### How to complete this task
Continue the blog entries about hospice work and love from the point where they stop.

### Given passage
On this day during our memorial time, Kate told about a poor man, dying virtually alone.  He was in his early twenties - younger than we were!  He had a place to be, a 'home', but the people around him were not coping well with his care.  I don't remember if they were family or friends, but in his weakened and confused state he kept throwing himself out of his bed onto the floor.  They were angry and frustrated with this.  In hospice, we call this 'terminal restlessness', and odd, restless behaviors are not necessarily uncommon.  One day, Kate walked in and he was on the floor again.  Something dawned on her - he was so terribly weak, so wretchedly frail.  "He wants to die on the floor," she realized.  And she got down on the floor and put her arms around him.  After a short time, he died on the floor, in her arms.

I will always be awed by her love.  To me, this was an act of spontaneous love and mercy.  I witnessed and was a part of many such moments during my work in hospice.  It made me into, what Rev. Dr. Martin Luther King, Jr. might call, an extremist for love.   There are many uncertainties in this life, but I know that we are put here to love one another.  To grow to be unafraid of loving one another.  To grow to be unafraid of feeling the love others have for us, and knowing we are loved. 

Recently, I have been saddened to witness and be touched by violence and death, both in my community in and my professional life.  I am humbled by the healing we all need. 

Violence and death pull up many uncertainties in us.  Yet, if I had to say I believed only one thing, I would have to say this:  Love.  I believe the boy who died in Kate's arms experienced some type of healing and peace through love and her willingness to overcome internal fears, and conventional rules and norms. 

I have friends from every spiritual and non-spiritual system of belief...but, it's hard for me to write about love without writing about God.  Almost daily, I witness something more powerful and profound, more miraculous than the many hard times that can be a part of our lives.  I call this "God."  And there's not much I can know about God for sure, but I have experienced love. 

In dark moments love may come to you in unexpected forms and places .  You are also an agent of love.  This I believe.

Saturday, August 4, 2012

National Alliance on Mental Illness - www.nami.org

I woke up this morning to a slow rain and faraway thunderstorm.  It feels good after all this dry and heat.  And there's also something melancholy about the rain and a dawn that is dark.

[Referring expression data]
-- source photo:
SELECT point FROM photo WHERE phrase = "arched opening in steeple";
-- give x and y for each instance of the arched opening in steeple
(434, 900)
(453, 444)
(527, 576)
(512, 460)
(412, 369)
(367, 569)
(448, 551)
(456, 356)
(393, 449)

### Reply to the task
I am aware that there is a funeral in my small community this weekend.  As has been reported in the news, a mother in our area, who'd apparently suffered from terrible depression, killed her children and herself. 

We live in a world full of the unknown and the unknowable.  Several people this week have asked me, as a grief therapist, "why?" 

There are not simple answers.  In this time that is so grievous to so many, I don't know how much room there is for hope.  I think it is insensitive to ask people to 'hope' before they are ready.  Yet, as a grief therapist, and someone who has been around death and dying for much of my professional life, as someone who has worked with survivors of a loved ones' suicide, or homicide, and even murder-suicide, what I hear again and again from survivors is that they wish there was more public knowledge, information and understanding about mental illness.

If you or someone you love has mental illness, please know that there are resources and help.  The National Alliance on Mental Illness  www.nami.org is a great place to start.

There are many kinds of mental illness.  Some kinds feel terrible to the person who is suffering. Some, oddly enough may look like suffering to us on the outside, but the person with the mental illness, doesn't feel bad or they aren't aware that they're putting themselves in danger.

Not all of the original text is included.